Pick out every line in the material below that contains the word "village", treating uppercase and lowercase letters as different, and copy each of those lines.
# # #
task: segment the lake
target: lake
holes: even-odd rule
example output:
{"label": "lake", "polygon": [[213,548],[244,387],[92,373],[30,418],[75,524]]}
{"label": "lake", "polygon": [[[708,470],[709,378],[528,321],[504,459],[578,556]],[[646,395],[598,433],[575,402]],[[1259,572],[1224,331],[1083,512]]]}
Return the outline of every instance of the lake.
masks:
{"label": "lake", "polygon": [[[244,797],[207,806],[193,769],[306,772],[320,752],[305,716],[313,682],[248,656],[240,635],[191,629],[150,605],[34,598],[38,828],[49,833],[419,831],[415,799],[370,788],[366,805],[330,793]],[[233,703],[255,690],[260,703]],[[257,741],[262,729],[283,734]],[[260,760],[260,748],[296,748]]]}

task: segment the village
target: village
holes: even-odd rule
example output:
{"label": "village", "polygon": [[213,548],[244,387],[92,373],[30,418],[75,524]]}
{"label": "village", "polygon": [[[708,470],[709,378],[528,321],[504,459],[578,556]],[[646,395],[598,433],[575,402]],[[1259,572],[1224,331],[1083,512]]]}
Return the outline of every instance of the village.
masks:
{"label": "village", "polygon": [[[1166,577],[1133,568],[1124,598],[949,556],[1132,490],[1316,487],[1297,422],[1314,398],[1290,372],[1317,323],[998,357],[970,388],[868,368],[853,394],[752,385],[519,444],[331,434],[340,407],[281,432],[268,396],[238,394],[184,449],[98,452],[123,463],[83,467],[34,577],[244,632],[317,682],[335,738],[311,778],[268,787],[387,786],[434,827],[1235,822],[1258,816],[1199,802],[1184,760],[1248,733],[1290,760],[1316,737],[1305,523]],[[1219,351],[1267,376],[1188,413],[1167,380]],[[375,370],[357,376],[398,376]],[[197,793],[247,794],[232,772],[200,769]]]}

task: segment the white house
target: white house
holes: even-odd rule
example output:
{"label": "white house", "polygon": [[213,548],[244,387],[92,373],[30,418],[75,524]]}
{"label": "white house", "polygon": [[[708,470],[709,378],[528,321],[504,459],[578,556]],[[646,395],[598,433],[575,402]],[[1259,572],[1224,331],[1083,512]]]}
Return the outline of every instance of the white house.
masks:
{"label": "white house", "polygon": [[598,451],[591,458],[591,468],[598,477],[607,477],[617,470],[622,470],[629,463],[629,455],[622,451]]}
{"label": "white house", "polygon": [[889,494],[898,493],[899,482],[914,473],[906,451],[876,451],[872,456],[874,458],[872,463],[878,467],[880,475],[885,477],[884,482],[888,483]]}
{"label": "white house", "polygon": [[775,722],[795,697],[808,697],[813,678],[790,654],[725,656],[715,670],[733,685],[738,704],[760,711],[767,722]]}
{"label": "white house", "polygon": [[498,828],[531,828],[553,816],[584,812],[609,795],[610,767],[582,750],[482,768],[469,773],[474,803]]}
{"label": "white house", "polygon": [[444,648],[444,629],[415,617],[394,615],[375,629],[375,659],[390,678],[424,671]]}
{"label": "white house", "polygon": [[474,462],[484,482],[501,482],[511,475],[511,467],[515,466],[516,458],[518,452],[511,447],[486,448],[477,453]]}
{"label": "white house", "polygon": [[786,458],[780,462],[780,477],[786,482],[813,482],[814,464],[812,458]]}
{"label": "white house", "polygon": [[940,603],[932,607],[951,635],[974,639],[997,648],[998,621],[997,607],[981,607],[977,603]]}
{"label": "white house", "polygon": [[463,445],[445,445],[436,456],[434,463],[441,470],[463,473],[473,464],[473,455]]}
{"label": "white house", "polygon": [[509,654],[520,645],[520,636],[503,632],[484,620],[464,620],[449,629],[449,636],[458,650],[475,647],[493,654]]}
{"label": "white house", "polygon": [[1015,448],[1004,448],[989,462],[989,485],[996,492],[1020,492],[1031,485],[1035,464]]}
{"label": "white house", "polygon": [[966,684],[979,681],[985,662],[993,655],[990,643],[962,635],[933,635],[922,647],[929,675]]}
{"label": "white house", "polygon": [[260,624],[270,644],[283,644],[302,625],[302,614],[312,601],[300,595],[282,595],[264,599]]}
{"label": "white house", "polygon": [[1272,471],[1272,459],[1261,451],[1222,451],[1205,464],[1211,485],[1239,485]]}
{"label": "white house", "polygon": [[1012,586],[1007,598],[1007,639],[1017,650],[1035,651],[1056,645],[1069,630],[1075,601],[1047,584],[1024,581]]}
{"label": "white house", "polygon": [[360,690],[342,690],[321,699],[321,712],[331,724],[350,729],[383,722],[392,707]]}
# # #
WRITTEN ANSWER:
task: segment the village
target: village
{"label": "village", "polygon": [[213,548],[244,387],[92,373],[30,418],[75,524]]}
{"label": "village", "polygon": [[[708,470],[709,378],[528,321],[504,459],[578,556]],[[646,395],[598,433],[575,402]],[[1259,572],[1224,331],[1083,512]]]}
Return the outline of every instance of the village.
{"label": "village", "polygon": [[[1166,577],[1133,568],[1124,598],[949,556],[1132,490],[1316,487],[1297,422],[1314,398],[1290,372],[1317,323],[998,357],[970,388],[868,368],[853,394],[752,385],[519,444],[331,434],[340,407],[281,432],[268,396],[238,394],[184,449],[98,452],[123,463],[83,467],[34,577],[244,632],[317,682],[335,738],[311,778],[268,787],[387,786],[434,827],[1235,822],[1258,816],[1199,802],[1184,760],[1248,733],[1290,760],[1316,737],[1305,523]],[[1219,351],[1267,376],[1188,413],[1167,380]],[[375,370],[357,376],[398,376]],[[197,793],[247,794],[232,772],[200,769]]]}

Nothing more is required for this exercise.